Activity: The answer is an exact repetition of every entry, with all images left out.

Point localization data:
====

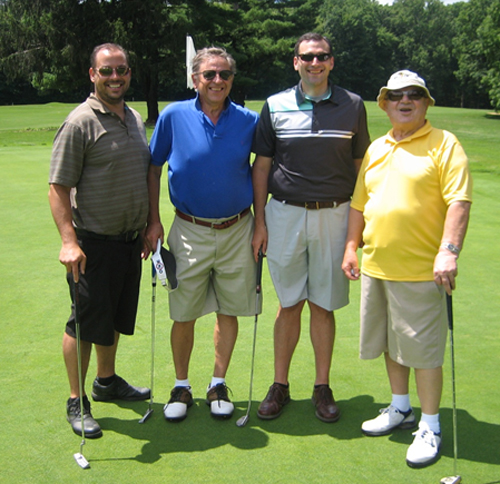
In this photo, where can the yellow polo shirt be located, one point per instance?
(404, 189)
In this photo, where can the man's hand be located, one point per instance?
(445, 269)
(73, 258)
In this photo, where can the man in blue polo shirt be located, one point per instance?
(206, 142)
(310, 142)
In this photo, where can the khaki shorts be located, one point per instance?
(215, 269)
(305, 252)
(406, 319)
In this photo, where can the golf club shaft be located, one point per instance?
(76, 298)
(449, 304)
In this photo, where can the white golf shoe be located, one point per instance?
(180, 399)
(425, 447)
(220, 405)
(389, 419)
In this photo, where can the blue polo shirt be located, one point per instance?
(209, 171)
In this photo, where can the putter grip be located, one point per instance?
(449, 307)
(259, 271)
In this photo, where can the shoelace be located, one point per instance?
(176, 394)
(221, 391)
(427, 436)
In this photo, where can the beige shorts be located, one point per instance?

====

Finished task:
In this photo, where can the yellow polo shirt be located, one point per instance?
(404, 189)
In this photo, where can the man's hand be located, one point per instance?
(445, 269)
(73, 258)
In this photo, where can the man in blue polo shirt be located, one point per instance?
(206, 142)
(310, 142)
In this photo, where can the khaki shorts be located, one point per instance?
(215, 269)
(305, 252)
(406, 319)
In this photo, where can the golf club shaft be located, one point per instance?
(76, 298)
(449, 304)
In this photo, where can the white golf shoe be located, one point per instance?
(180, 399)
(425, 447)
(220, 405)
(389, 419)
In this photo, where can the blue polo shirt be located, one point per instance?
(209, 171)
In this photo, where can the putter grip be located, one point per instance?
(449, 307)
(259, 271)
In this photo, where can the shoelace be located, one point per instance?
(176, 394)
(221, 391)
(427, 436)
In this photo, where can the beige shorts be located, one point per instance?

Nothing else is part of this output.